**Task data:**
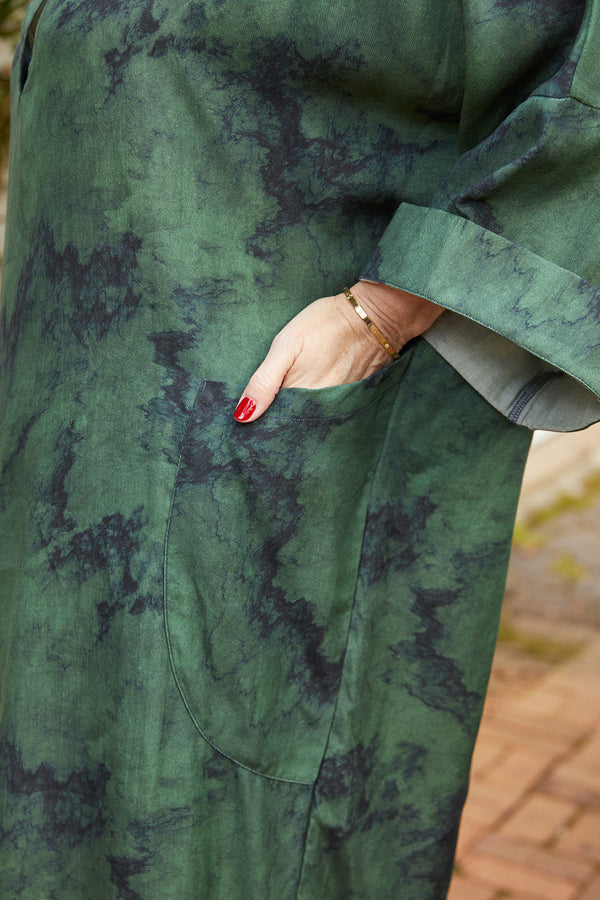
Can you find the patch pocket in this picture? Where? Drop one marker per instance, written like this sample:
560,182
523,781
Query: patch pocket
261,562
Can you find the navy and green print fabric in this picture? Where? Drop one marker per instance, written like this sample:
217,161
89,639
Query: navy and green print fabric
246,661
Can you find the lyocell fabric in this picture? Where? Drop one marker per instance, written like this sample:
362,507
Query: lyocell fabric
250,661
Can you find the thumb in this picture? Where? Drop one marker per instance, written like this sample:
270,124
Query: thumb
262,388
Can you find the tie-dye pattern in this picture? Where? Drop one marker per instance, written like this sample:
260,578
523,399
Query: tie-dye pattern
237,661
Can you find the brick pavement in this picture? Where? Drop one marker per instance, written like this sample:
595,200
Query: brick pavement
531,826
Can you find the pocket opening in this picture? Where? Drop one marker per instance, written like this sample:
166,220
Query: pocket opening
261,563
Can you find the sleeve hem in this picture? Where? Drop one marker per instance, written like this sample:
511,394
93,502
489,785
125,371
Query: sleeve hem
543,317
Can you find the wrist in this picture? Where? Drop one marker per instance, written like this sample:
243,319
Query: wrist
399,315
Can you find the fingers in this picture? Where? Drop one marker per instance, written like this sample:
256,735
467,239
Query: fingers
262,388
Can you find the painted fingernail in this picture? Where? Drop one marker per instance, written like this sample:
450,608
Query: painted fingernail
244,409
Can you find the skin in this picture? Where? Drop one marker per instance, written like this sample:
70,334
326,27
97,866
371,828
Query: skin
327,343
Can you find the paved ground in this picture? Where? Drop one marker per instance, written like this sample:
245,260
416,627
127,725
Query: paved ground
531,827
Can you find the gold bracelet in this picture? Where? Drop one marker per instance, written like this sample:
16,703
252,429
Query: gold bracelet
371,325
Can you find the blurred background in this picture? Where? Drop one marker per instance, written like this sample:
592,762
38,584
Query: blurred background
531,827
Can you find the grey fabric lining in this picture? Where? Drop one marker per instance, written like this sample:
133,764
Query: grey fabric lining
524,388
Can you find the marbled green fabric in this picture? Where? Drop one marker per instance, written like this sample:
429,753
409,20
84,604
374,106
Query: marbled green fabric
248,661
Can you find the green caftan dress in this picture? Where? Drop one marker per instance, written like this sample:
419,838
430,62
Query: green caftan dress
250,661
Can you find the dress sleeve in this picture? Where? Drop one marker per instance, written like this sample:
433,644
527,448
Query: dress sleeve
510,243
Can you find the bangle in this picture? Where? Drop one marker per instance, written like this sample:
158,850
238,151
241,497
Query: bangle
371,325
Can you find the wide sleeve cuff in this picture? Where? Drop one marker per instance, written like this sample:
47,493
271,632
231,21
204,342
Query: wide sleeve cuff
527,333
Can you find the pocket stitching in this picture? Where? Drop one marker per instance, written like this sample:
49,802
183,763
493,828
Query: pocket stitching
166,618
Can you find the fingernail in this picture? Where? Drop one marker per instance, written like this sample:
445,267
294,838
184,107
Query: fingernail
244,409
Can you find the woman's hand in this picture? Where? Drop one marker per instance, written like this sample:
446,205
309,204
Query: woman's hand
327,343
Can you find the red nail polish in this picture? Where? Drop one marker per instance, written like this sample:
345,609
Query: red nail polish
244,409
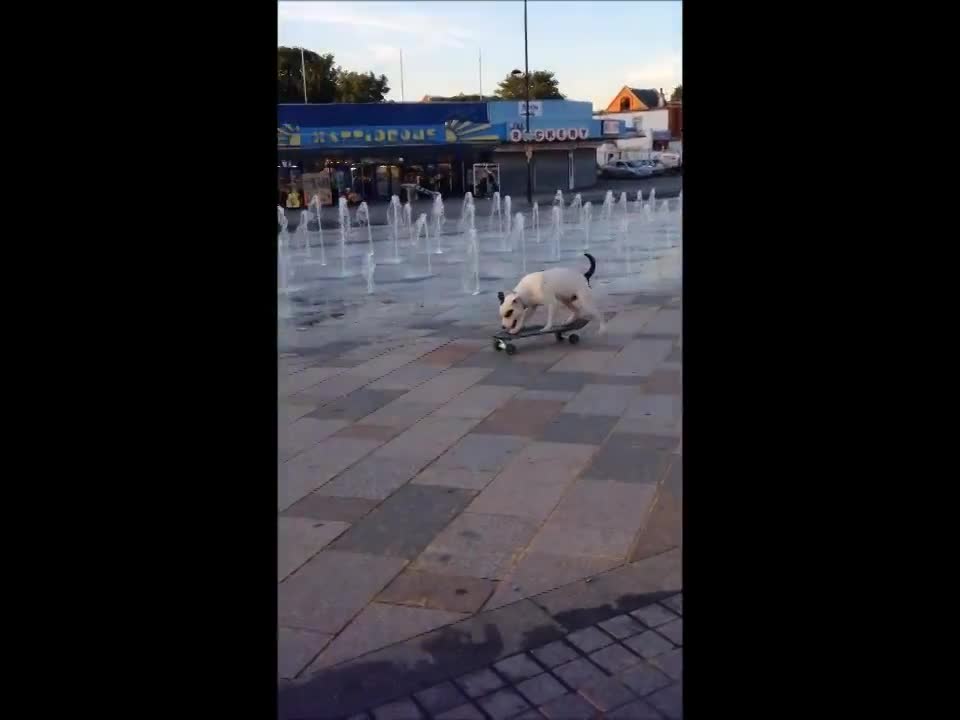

**Do this:** Please count how many lines in the records above contain the string "blurred", treating uppercase and lowercase as different, and give only that number.

**Solution:** 2